### Short exercise 1
Scale the records from the line with "tag the roof, one point per instance." through the end of the records. Write out every one of those lines again, changing only the point coordinates in the answers: multiply each by 1.5 and round to a whole number, with halves rounding up. Leave the sample point in the format line unchanged.

### Source
____

From: John Darrington
Subject: Re: Oneway Anova from a covariance/cross-product matrix?
Date: Tue, 6 Jul 2010 19:09:05 +0000
User-agent: Mutt/1.5.18 (2008-05-17)

So what exactly do we pass to reg_sweep ?

Passing M doesn't seem to help.  If we need to use g or x then that 
requires access to the raw data.  I understood that anova could be calculated 
from M alone.

J'

On Tue, Jul 06, 2010 at 11:25:18AM -0400, Jason Stover wrote:
     Treat the problem as a regression problem and use the SWEEP operator,
     as used in linreg.c and regression.q. More details are below.
     
     On Mon, Jul 05, 2010 at 03:13:03PM +0000, John Darrington wrote:
     > The cross-product matrix for this data is:
     > 
     >       x    g1
     > x   16.0  3.0
     > g1   3.0  1.5
     
     Call this matrix M, call the column vector transpose ((1,2,3,4,5,6)) x.
     We will re-express our data of groups as the following matrix:
     
        1 0
        1 0
        1 0
        1 1
        1 1
        1 1
     
     So the first column corresponds to a "grand mean" and the second tells
     us the group. Call this matrix 'g'.

____

### The data

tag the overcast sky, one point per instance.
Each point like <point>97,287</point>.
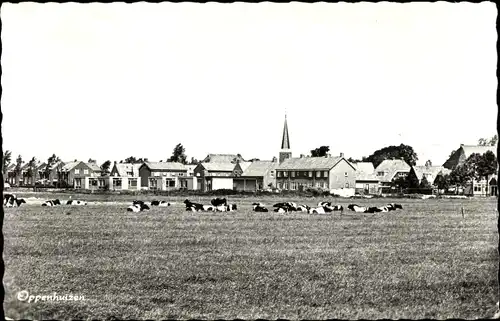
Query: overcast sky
<point>107,81</point>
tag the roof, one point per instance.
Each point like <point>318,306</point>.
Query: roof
<point>220,167</point>
<point>70,165</point>
<point>320,163</point>
<point>364,167</point>
<point>390,167</point>
<point>430,171</point>
<point>124,168</point>
<point>367,177</point>
<point>165,166</point>
<point>244,165</point>
<point>222,158</point>
<point>94,167</point>
<point>259,168</point>
<point>471,149</point>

____

### Short exercise 2
Copy the email about a one-way ANOVA from a cross-product matrix word for word.

### Solution 1
tag the roof, one point per instance.
Each point like <point>318,306</point>.
Query: roof
<point>330,251</point>
<point>105,248</point>
<point>480,245</point>
<point>546,251</point>
<point>585,251</point>
<point>645,257</point>
<point>186,252</point>
<point>551,266</point>
<point>248,249</point>
<point>366,248</point>
<point>333,237</point>
<point>141,251</point>
<point>389,252</point>
<point>707,224</point>

### Solution 2
From: John Darrington
Subject: Re: Oneway Anova from a covariance/cross-product matrix?
Date: Tue, 6 Jul 2010 19:09:05 +0000
User-agent: Mutt/1.5.18 (2008-05-17)

So what exactly do we pass to reg_sweep ?

Passing M doesn't seem to help.  If we need to use g or x then that 
requires access to the raw data.  I understood that anova could be calculated 
from M alone.

J'

On Tue, Jul 06, 2010 at 11:25:18AM -0400, Jason Stover wrote:
     Treat the problem as a regression problem and use the SWEEP operator,
     as used in linreg.c and regression.q. More details are below.
     
     On Mon, Jul 05, 2010 at 03:13:03PM +0000, John Darrington wrote:
     > The cross-product matrix for this data is:
     > 
     >       x    g1
     > x   16.0  3.0
     > g1   3.0  1.5
     
     Call this matrix M, call the column vector transpose ((1,2,3,4,5,6)) x.
     We will re-express our data of groups as the following matrix:
     
        1 0
        1 0
        1 0
        1 1
        1 1
        1 1
     
     So the first column corresponds to a "grand mean" and the second tells
     us the group. Call this matrix 'g'.